Copy the material below line for line, without altering any of it.
=== DATASET EXCERPTS ===
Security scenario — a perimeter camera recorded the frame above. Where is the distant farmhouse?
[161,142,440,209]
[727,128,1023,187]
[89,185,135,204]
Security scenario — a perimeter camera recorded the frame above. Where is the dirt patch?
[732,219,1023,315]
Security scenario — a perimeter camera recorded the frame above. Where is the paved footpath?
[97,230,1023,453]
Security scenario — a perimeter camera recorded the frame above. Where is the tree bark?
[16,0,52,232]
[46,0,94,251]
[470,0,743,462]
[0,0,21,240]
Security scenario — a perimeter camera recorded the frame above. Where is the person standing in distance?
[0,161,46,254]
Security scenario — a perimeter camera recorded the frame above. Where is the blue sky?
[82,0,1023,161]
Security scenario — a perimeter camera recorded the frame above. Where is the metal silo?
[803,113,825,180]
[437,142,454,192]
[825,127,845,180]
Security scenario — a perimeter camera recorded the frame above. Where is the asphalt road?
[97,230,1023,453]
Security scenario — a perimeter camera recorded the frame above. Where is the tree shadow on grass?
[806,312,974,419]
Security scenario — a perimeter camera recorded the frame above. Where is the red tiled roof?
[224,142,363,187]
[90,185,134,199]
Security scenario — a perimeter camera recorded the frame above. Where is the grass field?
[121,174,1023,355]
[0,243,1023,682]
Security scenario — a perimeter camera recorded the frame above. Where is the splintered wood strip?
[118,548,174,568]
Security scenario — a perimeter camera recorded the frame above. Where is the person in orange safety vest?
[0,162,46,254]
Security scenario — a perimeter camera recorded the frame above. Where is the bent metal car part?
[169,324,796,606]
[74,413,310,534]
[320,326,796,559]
===
COMPLETED TASK:
Security scenario — a perimeter camera recorded the frame above. Where is the distant farmhouse?
[161,142,440,209]
[727,128,1023,187]
[89,185,135,204]
Security scenario — a perimeter camera recorded the frame above. Where is the dirt patch?
[732,219,1023,315]
Security scenario — a perimeter camera recorded the frame above. Where is the paved footpath?
[97,230,1023,453]
Security scenario — a perimeter camera recorded the frame above. Where is the tree bark?
[16,0,52,232]
[46,0,94,251]
[470,0,743,462]
[0,0,21,240]
Security scenario — a perimeter camera recorded the frame above. Where is the person standing in distance?
[0,161,46,254]
Security scenario — a perimeter camera recorded the frame above. Where is the blue sky?
[82,0,1023,161]
Security scenario — a perimeter camera recorded the frame above. Where is the metal silo?
[803,113,825,180]
[437,142,454,192]
[825,127,845,180]
Security scenario — a perimeter camera recorded the frame above. Where is the asphalt road?
[97,230,1023,453]
Security scenario — a perimeter camera recorded the frame above. Where is the tree shadow on grass?
[806,312,974,419]
Security scenario — a perimeter camera recorded the frame above. Where is the red tiled roof?
[224,142,363,187]
[90,185,134,199]
Security scenario — a perimeter camera recorded the frame above. Where is the grass field?
[121,174,1023,355]
[0,243,1023,682]
Security scenario — a perimeter camera recorded the frame above. Where is the splintered wood strip?
[118,548,174,568]
Security scenario — a perimeter camera recorded the frame above. Where is the person in orange safety vest?
[0,162,46,254]
Security scenario — a perimeter camera recorded the frame above. Where is the bent metal car part?
[169,324,796,606]
[74,413,310,534]
[320,326,796,559]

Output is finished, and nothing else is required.